Wednesday, 10 Sep 2025
Wednesday, 10 September 2025

Dope Dating Advice with Dr. Kerry Neal: Recovery Time and Healing After Breakups

Fontana, CA — About 10 years ago, I recall attending an event in Beverly Hills—it was a great party with live music and a DJ. It was crowded, and, as with nightlife events, men and women were on the prowl! Admittedly, so was yours truly.

I came across this beautiful woman who had a fantastic body and was having a great time with her friends. I quickly approached her and said, “May I have this dance?” She smiled, and, sure enough, we danced for quite a while and even managed a slow dance! Boy oh boy—looks like I’ve met a winner.

As the event ended, I asked for her phone number, and she gave it to me without hesitation. I wasn’t worried if she thought I was “thirsty” or a stalker. I called her the next day to make sure she got home, and then we scheduled a date. We met for lunch at a nice restaurant in Los Angeles, and that’s when I got the sobering information.

I’m going through a divorce.

It turns out she was ending a 22-year marriage and was a stay-at-home wife. The division of assets took years, and she had been in court proceedings for at least two years. But that didn’t stop her from dating. Still, I looked at her with a smile and said, “You’re such a cool person and quite beautiful — but you are not in any position to date. At least not me. You’re not emotionally available for a relationship.”
▬▬▬▬▬▬▬▬▬▬
_Your task_
Answer these from the dating advice column:
(a) In what city was the party where the writer met the woman?
(b) In what city was the restaurant where they met for lunch?
(c) How many years long was the marriage she was ending?

Dataset excerpts:
▬▬▬▬▬▬▬▬▬▬
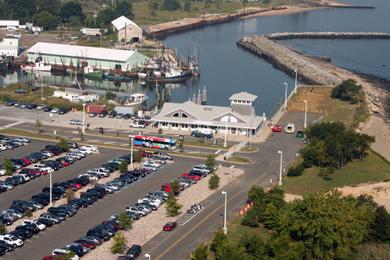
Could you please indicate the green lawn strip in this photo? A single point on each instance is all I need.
(373, 168)
(236, 230)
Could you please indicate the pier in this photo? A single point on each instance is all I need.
(328, 35)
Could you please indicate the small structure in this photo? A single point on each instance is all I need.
(101, 58)
(9, 23)
(74, 96)
(9, 47)
(127, 30)
(240, 118)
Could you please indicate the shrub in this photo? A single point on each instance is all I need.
(214, 182)
(119, 245)
(296, 171)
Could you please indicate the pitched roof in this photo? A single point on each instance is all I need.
(81, 51)
(122, 21)
(243, 96)
(203, 114)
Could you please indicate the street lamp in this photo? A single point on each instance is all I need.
(285, 96)
(305, 121)
(296, 81)
(280, 167)
(224, 215)
(83, 129)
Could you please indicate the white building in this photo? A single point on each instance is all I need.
(127, 30)
(240, 118)
(9, 23)
(9, 47)
(74, 96)
(101, 58)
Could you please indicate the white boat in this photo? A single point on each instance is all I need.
(38, 66)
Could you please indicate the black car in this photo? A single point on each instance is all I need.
(134, 251)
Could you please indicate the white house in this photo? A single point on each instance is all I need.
(238, 119)
(74, 96)
(127, 30)
(9, 47)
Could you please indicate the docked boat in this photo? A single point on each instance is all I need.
(37, 66)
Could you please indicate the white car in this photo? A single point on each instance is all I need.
(40, 226)
(63, 252)
(11, 240)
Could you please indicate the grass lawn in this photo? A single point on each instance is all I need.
(371, 169)
(236, 230)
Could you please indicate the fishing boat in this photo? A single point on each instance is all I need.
(37, 66)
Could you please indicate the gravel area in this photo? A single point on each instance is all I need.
(149, 226)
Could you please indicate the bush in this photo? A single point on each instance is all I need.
(214, 182)
(123, 167)
(296, 171)
(200, 252)
(119, 245)
(125, 221)
(172, 207)
(3, 228)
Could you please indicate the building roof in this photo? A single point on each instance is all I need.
(243, 96)
(122, 21)
(9, 23)
(203, 114)
(81, 51)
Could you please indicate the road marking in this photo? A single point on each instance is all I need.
(12, 124)
(203, 220)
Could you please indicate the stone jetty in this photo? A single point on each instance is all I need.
(327, 35)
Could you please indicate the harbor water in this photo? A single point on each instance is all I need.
(227, 69)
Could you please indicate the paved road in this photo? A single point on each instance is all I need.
(25, 191)
(180, 243)
(77, 226)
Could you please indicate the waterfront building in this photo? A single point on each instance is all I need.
(127, 30)
(240, 118)
(100, 58)
(9, 47)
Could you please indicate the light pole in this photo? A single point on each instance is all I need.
(131, 150)
(51, 189)
(296, 81)
(305, 121)
(83, 129)
(280, 168)
(224, 214)
(285, 96)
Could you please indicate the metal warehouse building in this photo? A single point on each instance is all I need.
(102, 58)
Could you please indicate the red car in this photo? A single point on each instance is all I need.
(277, 128)
(191, 177)
(170, 226)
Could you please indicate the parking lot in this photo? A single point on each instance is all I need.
(71, 229)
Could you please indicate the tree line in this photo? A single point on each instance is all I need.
(316, 227)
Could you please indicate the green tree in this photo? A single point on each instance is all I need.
(200, 252)
(3, 228)
(219, 239)
(69, 195)
(210, 161)
(119, 245)
(8, 166)
(172, 207)
(123, 167)
(63, 143)
(125, 221)
(70, 9)
(381, 226)
(213, 182)
(46, 20)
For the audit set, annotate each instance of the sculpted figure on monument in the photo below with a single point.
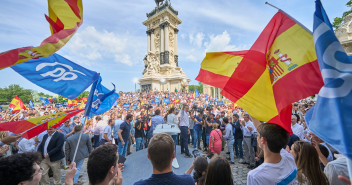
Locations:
(151, 64)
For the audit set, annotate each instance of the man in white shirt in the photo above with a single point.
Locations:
(279, 166)
(297, 129)
(248, 150)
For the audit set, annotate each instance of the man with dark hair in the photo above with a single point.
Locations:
(161, 153)
(229, 138)
(124, 133)
(238, 133)
(21, 169)
(156, 120)
(84, 148)
(102, 166)
(51, 149)
(279, 166)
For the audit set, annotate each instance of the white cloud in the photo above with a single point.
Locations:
(90, 45)
(220, 42)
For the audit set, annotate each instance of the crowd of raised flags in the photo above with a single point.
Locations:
(287, 63)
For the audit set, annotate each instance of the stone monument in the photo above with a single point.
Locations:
(161, 72)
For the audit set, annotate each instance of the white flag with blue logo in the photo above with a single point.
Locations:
(331, 118)
(57, 74)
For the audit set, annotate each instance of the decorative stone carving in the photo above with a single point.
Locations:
(151, 65)
(344, 34)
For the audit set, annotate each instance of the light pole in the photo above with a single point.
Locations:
(162, 82)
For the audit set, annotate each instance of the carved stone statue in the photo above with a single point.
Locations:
(151, 64)
(161, 2)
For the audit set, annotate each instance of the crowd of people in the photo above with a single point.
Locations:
(207, 124)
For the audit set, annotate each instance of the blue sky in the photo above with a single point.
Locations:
(113, 40)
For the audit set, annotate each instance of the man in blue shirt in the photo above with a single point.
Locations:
(124, 133)
(118, 122)
(156, 120)
(161, 152)
(198, 129)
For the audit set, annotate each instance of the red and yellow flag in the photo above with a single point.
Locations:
(65, 16)
(280, 68)
(217, 67)
(34, 126)
(17, 104)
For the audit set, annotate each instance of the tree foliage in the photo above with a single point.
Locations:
(338, 21)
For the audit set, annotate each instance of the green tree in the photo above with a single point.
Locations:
(338, 21)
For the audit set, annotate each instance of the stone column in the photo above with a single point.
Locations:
(162, 45)
(175, 48)
(152, 41)
(166, 35)
(148, 33)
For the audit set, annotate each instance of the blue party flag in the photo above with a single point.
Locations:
(331, 118)
(57, 74)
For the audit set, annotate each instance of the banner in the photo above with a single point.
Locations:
(34, 126)
(273, 73)
(100, 99)
(58, 75)
(65, 16)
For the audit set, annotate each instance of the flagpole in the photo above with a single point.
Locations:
(79, 139)
(290, 17)
(349, 166)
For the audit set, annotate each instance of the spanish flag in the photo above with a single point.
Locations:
(217, 67)
(65, 16)
(280, 68)
(16, 105)
(34, 126)
(72, 103)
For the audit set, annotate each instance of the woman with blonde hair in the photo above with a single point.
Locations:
(308, 168)
(215, 143)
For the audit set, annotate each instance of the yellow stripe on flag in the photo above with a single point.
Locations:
(221, 63)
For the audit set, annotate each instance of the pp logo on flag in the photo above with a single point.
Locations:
(59, 73)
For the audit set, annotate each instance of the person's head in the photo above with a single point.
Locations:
(215, 126)
(308, 165)
(222, 114)
(246, 117)
(76, 120)
(98, 118)
(161, 151)
(219, 172)
(172, 110)
(78, 128)
(67, 123)
(272, 137)
(102, 163)
(200, 165)
(235, 117)
(111, 122)
(51, 130)
(129, 117)
(21, 169)
(225, 120)
(185, 107)
(157, 112)
(293, 119)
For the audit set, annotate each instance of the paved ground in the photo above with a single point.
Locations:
(239, 171)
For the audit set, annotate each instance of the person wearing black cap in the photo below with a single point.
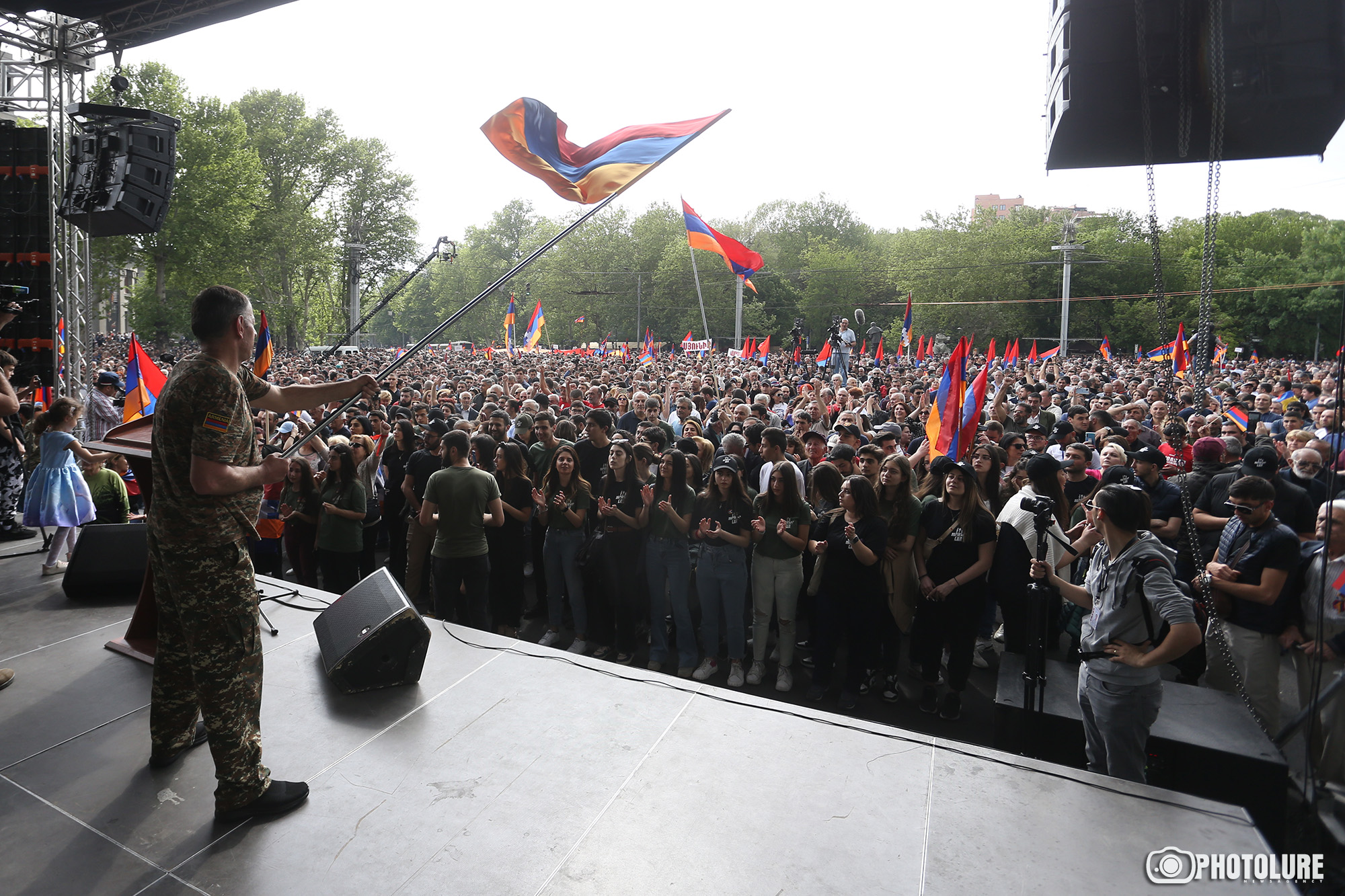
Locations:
(853, 540)
(1252, 581)
(720, 521)
(103, 413)
(843, 456)
(954, 552)
(1017, 545)
(1164, 495)
(420, 538)
(1293, 506)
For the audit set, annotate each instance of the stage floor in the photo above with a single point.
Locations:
(532, 771)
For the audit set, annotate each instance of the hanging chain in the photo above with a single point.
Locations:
(1204, 595)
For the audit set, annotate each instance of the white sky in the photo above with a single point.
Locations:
(892, 107)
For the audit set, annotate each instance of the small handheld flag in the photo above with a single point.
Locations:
(264, 353)
(535, 329)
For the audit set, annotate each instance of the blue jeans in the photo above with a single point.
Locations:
(668, 563)
(722, 577)
(563, 573)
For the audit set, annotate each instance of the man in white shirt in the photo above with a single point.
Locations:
(774, 442)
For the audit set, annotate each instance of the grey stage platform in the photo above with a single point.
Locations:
(520, 774)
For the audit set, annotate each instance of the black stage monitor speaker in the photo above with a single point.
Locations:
(108, 561)
(372, 637)
(1284, 80)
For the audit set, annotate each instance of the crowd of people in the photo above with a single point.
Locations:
(715, 509)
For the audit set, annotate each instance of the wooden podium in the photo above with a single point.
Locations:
(132, 440)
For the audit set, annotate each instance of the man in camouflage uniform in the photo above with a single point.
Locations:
(209, 477)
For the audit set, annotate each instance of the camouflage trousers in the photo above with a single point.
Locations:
(11, 486)
(209, 662)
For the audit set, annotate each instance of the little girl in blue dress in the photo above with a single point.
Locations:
(59, 494)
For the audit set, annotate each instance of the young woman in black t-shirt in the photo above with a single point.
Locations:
(954, 551)
(508, 546)
(722, 522)
(622, 514)
(853, 540)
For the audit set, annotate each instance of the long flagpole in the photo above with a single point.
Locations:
(699, 296)
(513, 272)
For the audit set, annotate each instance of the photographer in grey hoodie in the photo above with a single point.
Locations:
(1120, 689)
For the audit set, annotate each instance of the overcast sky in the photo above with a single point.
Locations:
(895, 108)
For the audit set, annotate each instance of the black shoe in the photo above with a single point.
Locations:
(952, 708)
(279, 799)
(197, 740)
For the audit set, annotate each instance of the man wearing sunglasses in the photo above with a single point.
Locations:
(1249, 579)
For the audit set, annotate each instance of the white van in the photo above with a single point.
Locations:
(322, 350)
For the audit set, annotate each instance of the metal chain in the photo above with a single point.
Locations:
(1204, 596)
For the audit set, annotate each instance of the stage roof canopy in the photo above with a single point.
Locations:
(130, 25)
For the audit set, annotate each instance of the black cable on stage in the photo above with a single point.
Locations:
(673, 685)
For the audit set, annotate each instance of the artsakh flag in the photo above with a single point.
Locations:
(740, 260)
(945, 425)
(1182, 357)
(145, 382)
(972, 404)
(906, 327)
(264, 353)
(532, 136)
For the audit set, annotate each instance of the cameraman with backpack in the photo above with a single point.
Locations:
(1130, 592)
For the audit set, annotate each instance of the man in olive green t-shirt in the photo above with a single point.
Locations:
(471, 502)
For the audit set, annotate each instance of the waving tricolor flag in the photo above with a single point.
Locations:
(145, 382)
(535, 327)
(740, 260)
(262, 356)
(532, 136)
(906, 326)
(945, 425)
(510, 342)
▬▬▬▬▬▬▬▬▬▬
_Response area_
(a) Beverly Hills
(b) Los Angeles
(c) 22 years